Reproduce the part that opens with the line containing "Provide one point per instance of the player's clapping" and closes with the line containing "[(152, 16)]", substituting "athlete's" for every occurrence of "player's" and leaving all other text unchanged.
────────
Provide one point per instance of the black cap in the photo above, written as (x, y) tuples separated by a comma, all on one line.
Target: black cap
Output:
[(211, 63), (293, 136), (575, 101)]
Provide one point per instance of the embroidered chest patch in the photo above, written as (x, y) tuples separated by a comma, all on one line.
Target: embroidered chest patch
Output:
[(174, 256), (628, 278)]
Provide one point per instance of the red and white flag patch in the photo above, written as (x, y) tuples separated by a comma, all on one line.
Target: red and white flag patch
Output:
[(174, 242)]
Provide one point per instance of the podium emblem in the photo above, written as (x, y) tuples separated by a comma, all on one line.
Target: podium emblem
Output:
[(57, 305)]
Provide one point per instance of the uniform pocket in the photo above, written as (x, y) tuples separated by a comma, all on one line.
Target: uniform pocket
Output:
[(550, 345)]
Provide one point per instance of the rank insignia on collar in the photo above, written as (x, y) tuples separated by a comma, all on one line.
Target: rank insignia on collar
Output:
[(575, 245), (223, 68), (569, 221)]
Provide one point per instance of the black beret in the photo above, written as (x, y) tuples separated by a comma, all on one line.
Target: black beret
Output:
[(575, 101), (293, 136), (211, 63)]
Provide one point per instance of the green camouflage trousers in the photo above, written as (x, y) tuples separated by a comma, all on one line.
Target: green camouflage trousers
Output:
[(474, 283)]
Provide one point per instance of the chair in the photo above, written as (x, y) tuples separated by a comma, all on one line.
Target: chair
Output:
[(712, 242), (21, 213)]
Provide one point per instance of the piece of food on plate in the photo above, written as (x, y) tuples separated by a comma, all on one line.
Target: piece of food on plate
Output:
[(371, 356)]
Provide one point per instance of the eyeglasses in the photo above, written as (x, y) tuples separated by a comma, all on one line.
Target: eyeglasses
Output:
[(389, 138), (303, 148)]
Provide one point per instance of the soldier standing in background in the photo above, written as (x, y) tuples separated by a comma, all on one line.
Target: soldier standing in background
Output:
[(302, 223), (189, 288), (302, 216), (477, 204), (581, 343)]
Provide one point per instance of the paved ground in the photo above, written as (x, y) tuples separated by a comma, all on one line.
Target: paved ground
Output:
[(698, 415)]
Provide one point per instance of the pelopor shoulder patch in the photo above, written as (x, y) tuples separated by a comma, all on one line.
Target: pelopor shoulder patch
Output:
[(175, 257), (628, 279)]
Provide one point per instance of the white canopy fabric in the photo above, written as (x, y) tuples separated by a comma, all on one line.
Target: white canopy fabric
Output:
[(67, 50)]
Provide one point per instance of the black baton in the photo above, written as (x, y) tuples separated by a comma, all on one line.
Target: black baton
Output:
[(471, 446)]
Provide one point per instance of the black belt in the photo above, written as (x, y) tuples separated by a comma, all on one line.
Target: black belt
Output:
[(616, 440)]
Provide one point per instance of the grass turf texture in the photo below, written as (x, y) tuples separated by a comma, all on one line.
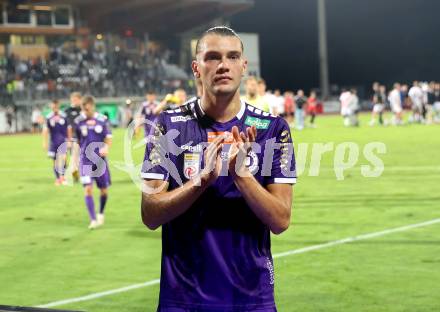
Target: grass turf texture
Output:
[(48, 254)]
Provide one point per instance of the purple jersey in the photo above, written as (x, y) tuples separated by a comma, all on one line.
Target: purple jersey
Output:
[(147, 114), (216, 256), (92, 131), (57, 126)]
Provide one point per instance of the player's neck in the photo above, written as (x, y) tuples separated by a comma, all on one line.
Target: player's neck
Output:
[(221, 108)]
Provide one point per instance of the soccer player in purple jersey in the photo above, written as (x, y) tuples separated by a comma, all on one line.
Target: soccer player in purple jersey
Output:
[(94, 135), (56, 126), (218, 202)]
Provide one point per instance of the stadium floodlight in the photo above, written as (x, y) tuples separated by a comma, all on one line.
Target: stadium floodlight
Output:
[(323, 58)]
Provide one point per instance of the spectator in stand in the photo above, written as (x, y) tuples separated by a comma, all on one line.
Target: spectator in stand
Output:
[(395, 100), (37, 119), (172, 101), (312, 105), (147, 111), (430, 99), (289, 107), (379, 99), (278, 107), (252, 97), (300, 101), (417, 98)]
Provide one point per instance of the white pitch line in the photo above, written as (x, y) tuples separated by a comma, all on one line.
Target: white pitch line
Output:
[(99, 295), (275, 256)]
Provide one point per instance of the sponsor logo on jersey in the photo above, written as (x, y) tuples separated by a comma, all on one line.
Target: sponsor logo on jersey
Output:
[(84, 130), (251, 162), (193, 149), (213, 135), (191, 164), (257, 122), (181, 118), (98, 129)]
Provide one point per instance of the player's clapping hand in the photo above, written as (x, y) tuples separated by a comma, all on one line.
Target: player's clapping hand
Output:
[(239, 149), (213, 160)]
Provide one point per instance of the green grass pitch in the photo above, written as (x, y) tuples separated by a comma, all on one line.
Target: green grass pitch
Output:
[(48, 254)]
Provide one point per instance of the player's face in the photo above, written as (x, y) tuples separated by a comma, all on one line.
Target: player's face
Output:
[(181, 96), (151, 97), (88, 108), (55, 107), (75, 100), (261, 88), (220, 64)]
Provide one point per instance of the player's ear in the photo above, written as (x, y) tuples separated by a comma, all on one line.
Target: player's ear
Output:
[(195, 69)]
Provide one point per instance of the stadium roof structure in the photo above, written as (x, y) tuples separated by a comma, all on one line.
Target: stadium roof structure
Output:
[(152, 16)]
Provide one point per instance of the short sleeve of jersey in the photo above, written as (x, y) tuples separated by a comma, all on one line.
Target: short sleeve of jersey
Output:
[(283, 165), (154, 166)]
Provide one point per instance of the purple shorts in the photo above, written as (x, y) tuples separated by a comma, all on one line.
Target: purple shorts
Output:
[(56, 147), (90, 172)]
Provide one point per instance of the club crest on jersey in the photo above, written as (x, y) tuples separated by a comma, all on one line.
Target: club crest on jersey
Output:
[(98, 129), (213, 135), (191, 165), (84, 130), (257, 122), (181, 118)]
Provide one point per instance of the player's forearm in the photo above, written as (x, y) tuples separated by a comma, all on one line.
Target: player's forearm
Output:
[(158, 209), (45, 138), (270, 209)]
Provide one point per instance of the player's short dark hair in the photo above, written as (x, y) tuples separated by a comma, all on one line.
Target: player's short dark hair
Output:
[(261, 81), (224, 31), (75, 94), (88, 99)]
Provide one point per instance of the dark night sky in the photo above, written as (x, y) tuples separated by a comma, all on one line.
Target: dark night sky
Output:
[(384, 40)]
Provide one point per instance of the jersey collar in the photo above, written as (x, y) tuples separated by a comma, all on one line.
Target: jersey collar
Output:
[(202, 114)]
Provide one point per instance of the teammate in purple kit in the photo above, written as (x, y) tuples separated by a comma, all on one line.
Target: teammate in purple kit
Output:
[(218, 202), (94, 135), (56, 127)]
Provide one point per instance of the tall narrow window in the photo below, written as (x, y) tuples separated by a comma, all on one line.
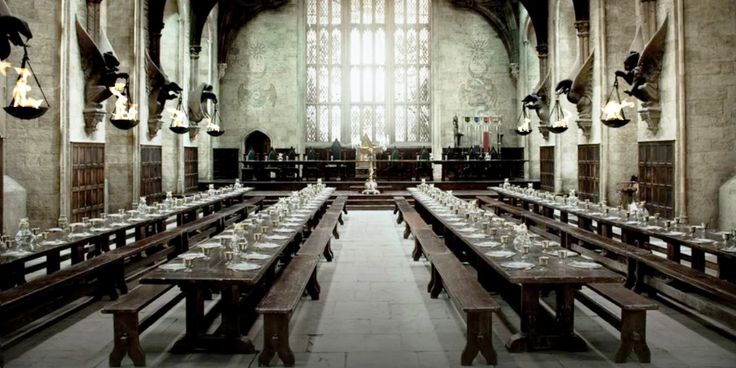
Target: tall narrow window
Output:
[(374, 73)]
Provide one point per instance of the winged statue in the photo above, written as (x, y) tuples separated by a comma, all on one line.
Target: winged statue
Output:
[(642, 69), (12, 29)]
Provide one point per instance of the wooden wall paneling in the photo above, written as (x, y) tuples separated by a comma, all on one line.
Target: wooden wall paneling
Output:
[(191, 169), (547, 168), (151, 173), (656, 176), (88, 180), (589, 165)]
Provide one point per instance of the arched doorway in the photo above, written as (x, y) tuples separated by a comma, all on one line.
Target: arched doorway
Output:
[(259, 141)]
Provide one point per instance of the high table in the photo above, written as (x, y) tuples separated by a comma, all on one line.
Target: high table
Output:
[(234, 287), (634, 233), (12, 267), (537, 332)]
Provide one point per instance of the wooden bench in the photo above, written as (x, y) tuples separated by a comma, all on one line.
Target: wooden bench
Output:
[(449, 274), (318, 242), (128, 327), (280, 303), (631, 322)]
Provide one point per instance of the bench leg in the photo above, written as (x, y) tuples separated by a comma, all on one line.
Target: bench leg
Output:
[(417, 252), (633, 336), (479, 339), (276, 340), (127, 341), (436, 287), (313, 287)]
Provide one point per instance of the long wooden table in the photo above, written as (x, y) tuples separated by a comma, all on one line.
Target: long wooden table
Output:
[(13, 267), (237, 288), (634, 233), (537, 330)]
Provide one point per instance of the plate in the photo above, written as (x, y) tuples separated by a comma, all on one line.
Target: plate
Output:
[(500, 254), (191, 255), (244, 266), (518, 265), (210, 245), (267, 245), (254, 256), (585, 265), (173, 267)]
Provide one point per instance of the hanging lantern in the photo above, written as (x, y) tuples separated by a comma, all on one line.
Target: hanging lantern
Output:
[(179, 119), (214, 128), (525, 124), (125, 114), (23, 106), (612, 113), (559, 124)]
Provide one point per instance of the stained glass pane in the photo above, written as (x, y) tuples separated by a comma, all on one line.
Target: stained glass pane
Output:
[(399, 47), (424, 11), (355, 84), (424, 84), (424, 46), (355, 12), (355, 124), (367, 47), (411, 84), (324, 47), (311, 123), (411, 11), (336, 11), (399, 84), (400, 123), (311, 12), (311, 85), (411, 124), (411, 46), (380, 84), (380, 50), (323, 12), (367, 11), (324, 120), (380, 12), (355, 46), (367, 122), (336, 46), (311, 46), (336, 122), (424, 123), (399, 11), (336, 88), (323, 84)]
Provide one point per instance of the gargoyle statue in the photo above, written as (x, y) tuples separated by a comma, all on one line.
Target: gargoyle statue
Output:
[(100, 66), (161, 89), (11, 30), (579, 91), (198, 105), (538, 100), (642, 70)]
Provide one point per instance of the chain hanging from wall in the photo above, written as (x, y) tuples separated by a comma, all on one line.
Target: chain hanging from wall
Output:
[(22, 105), (612, 113), (125, 114)]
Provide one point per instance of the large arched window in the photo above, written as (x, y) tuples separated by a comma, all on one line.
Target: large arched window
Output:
[(368, 70)]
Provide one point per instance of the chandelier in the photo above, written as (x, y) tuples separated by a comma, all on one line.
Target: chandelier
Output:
[(612, 113), (524, 127), (179, 119), (125, 114), (22, 105)]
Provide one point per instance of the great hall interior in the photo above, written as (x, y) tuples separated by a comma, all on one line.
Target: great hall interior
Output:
[(368, 183)]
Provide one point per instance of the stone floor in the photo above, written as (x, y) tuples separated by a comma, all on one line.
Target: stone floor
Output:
[(374, 313)]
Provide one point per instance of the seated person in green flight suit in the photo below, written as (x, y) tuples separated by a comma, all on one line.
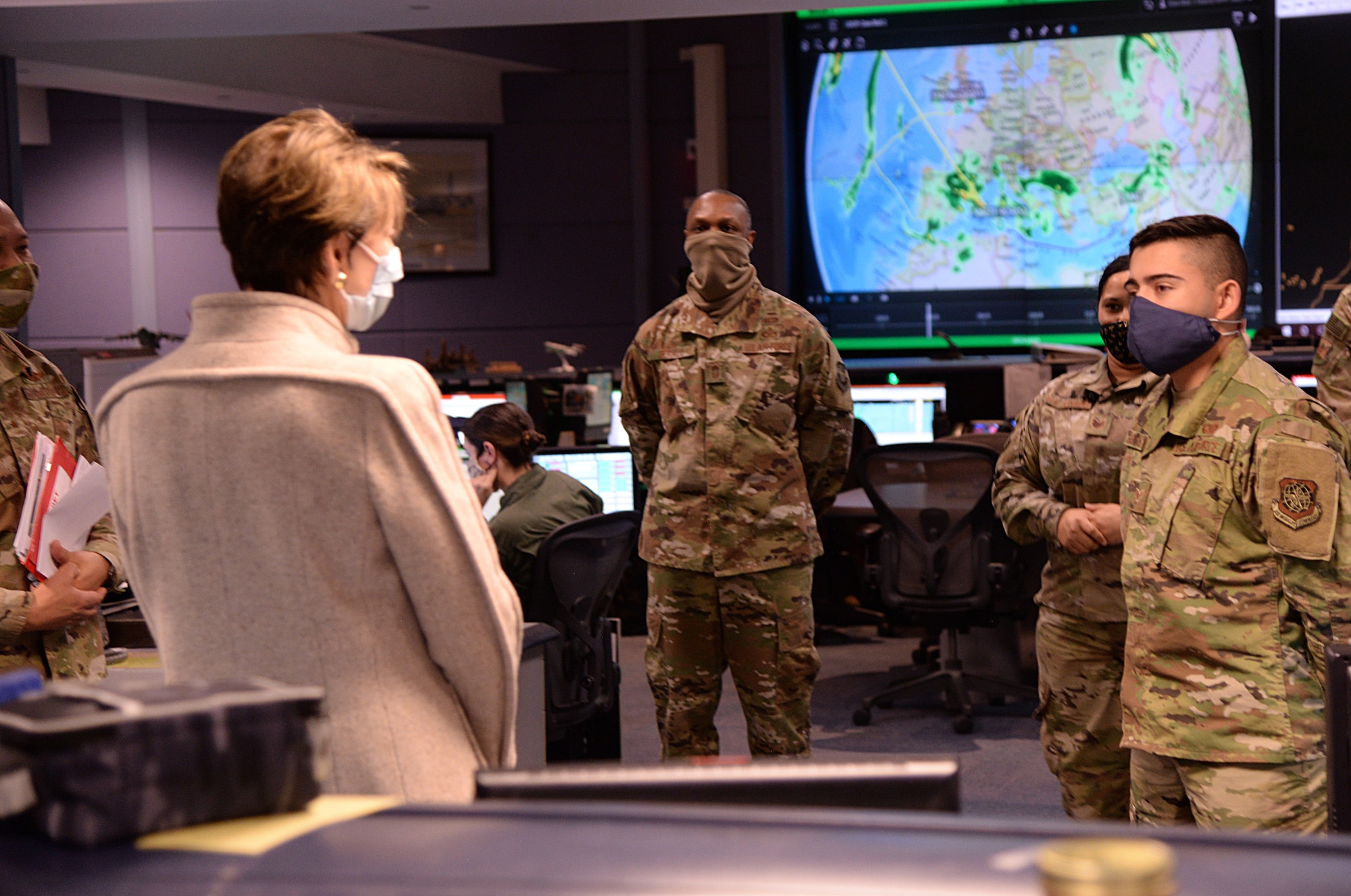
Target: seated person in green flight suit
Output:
[(502, 443)]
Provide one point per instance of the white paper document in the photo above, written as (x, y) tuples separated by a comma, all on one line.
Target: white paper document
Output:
[(74, 513)]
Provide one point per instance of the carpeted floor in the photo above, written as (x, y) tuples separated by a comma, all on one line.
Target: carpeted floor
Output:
[(1003, 771)]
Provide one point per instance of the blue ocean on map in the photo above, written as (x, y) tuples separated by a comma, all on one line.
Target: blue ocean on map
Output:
[(1019, 165)]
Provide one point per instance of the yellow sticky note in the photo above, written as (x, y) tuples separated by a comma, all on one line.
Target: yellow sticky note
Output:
[(256, 836)]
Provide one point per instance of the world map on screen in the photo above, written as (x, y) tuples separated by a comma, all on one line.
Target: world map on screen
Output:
[(1019, 165)]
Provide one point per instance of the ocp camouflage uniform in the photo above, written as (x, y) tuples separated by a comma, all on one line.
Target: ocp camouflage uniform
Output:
[(34, 397), (1065, 452), (741, 428), (1333, 361), (1237, 516)]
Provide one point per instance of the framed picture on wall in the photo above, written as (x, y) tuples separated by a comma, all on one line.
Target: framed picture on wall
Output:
[(449, 230)]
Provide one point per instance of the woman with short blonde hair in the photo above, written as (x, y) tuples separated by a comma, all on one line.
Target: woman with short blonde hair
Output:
[(295, 509)]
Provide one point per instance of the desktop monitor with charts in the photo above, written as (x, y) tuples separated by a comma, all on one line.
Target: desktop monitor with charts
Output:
[(467, 404), (606, 470), (894, 413)]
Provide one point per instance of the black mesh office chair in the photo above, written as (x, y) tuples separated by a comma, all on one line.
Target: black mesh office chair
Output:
[(1340, 736), (576, 574), (944, 564)]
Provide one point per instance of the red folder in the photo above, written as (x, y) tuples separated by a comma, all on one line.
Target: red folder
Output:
[(61, 460)]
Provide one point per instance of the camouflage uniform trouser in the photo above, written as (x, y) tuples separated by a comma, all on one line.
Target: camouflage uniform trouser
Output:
[(1238, 797), (759, 624), (1080, 667)]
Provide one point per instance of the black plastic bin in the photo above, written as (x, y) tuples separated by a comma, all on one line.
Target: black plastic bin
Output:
[(111, 763)]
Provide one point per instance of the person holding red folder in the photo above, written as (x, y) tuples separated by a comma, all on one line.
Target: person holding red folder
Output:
[(55, 625)]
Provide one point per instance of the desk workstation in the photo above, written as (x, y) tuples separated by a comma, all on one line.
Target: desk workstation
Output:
[(549, 848)]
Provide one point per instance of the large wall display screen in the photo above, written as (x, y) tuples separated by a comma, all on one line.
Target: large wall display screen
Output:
[(1315, 176), (971, 167)]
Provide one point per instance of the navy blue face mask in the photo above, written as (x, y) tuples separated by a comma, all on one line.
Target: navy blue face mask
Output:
[(1167, 340)]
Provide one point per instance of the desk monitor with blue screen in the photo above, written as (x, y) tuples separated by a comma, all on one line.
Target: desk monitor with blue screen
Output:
[(606, 470), (899, 413), (465, 404)]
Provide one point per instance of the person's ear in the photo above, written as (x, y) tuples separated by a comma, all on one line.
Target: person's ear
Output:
────────
- _Written answer_
Provide one point per instance of the athlete's clapping hand in the photo above, written as (x, y) tuples separated by a comma, all on one line.
Target: athlete's clapping hand
Output:
[(239, 149), (213, 160)]
Provide one point per instance of the green grass pitch in the photo above, written as (x, y) tuples separated by a comma, all on one line.
Target: green grass pitch
Output:
[(48, 254)]
Provide one point per instance of the athlete's face in the photo above, written as (x, y) tuples separated by a comma, all on one line.
Target: athlete's face
Output:
[(181, 96), (151, 97), (88, 108), (55, 107), (75, 100), (261, 88), (220, 64)]
Provide one point per instance of the athlete's ear in the photo above, written as (x, y) tuples separated by a comma, all on one line.
Target: athlete's ear
Output:
[(195, 69)]
Provide one point per instance of the stadium roof structure in the photo above, written as (x, y) tuples separated by a comma, all on one line.
Target: stadium roof structure
Output:
[(152, 16)]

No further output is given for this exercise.